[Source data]
——————————

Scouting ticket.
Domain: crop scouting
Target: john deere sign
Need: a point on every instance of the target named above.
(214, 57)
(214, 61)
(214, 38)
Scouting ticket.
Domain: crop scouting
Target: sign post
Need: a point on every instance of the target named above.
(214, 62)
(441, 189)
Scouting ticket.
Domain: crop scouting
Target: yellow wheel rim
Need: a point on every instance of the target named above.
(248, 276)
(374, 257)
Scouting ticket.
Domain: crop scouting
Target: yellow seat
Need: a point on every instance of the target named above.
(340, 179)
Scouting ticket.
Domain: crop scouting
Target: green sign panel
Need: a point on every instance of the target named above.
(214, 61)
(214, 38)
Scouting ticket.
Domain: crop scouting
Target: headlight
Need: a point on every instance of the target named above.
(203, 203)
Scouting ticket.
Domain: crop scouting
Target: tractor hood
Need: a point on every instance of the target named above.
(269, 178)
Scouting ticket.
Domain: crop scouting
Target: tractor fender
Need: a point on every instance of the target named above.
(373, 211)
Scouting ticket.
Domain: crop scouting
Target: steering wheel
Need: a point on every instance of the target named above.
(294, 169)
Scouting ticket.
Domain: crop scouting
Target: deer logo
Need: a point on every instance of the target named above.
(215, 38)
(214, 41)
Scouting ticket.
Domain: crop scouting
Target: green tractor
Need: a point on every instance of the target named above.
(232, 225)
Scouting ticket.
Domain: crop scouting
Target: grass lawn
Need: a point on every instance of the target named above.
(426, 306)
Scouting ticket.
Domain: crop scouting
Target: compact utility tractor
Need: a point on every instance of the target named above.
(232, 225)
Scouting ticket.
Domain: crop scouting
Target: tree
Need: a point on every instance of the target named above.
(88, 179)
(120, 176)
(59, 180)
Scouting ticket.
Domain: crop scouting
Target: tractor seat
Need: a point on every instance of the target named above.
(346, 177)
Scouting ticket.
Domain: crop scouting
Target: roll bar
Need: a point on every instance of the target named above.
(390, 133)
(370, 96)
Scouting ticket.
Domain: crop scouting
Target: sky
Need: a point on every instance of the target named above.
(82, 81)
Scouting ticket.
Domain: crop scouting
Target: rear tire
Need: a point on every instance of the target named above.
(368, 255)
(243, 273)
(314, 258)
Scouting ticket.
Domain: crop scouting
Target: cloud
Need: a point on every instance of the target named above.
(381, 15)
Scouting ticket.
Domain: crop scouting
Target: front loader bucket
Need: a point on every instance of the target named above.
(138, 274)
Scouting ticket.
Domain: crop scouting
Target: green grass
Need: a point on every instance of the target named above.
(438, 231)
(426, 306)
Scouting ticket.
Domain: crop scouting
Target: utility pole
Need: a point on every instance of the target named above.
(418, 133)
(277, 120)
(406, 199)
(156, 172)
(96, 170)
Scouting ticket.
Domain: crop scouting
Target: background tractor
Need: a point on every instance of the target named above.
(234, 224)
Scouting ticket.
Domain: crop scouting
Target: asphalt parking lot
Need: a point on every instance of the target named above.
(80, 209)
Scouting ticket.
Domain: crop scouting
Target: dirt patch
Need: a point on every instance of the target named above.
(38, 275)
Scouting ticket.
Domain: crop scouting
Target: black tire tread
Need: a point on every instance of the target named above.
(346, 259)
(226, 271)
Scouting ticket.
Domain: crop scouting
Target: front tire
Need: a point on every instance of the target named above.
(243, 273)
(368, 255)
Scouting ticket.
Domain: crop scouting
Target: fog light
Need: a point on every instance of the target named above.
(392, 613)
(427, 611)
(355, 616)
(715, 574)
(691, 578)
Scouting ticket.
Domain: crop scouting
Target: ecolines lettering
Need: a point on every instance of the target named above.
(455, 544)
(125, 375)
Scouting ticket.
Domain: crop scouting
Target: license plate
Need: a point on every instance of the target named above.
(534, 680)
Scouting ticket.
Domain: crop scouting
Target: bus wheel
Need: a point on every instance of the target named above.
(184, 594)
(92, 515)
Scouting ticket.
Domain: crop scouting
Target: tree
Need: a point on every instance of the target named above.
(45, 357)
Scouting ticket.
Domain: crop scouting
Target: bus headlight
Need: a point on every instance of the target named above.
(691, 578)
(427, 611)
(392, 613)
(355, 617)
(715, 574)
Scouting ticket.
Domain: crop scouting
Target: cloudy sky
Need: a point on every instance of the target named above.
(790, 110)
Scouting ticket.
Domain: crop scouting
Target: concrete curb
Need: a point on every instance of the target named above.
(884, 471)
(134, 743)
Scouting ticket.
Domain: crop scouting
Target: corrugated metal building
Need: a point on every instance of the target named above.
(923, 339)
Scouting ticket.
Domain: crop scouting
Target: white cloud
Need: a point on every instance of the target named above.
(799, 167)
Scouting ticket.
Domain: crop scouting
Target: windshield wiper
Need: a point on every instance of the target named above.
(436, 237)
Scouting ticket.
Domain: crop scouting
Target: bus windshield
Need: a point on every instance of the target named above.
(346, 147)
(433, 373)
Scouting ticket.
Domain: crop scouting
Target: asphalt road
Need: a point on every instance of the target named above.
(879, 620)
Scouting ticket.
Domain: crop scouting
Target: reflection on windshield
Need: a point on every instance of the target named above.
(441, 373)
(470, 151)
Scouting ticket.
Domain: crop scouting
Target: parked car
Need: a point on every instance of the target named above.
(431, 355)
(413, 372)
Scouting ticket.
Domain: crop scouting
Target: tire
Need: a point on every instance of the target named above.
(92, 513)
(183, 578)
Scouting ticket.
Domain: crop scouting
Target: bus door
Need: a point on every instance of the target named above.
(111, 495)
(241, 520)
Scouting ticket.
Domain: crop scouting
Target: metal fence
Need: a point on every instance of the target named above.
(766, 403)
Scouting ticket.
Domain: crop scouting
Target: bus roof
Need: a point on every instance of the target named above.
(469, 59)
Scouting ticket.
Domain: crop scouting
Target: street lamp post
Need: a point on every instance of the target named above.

——————————

### Goal of the exercise
Pull out every line of the records that includes the string "yellow".

### Answer
Target: yellow wheel rim
Target: yellow seat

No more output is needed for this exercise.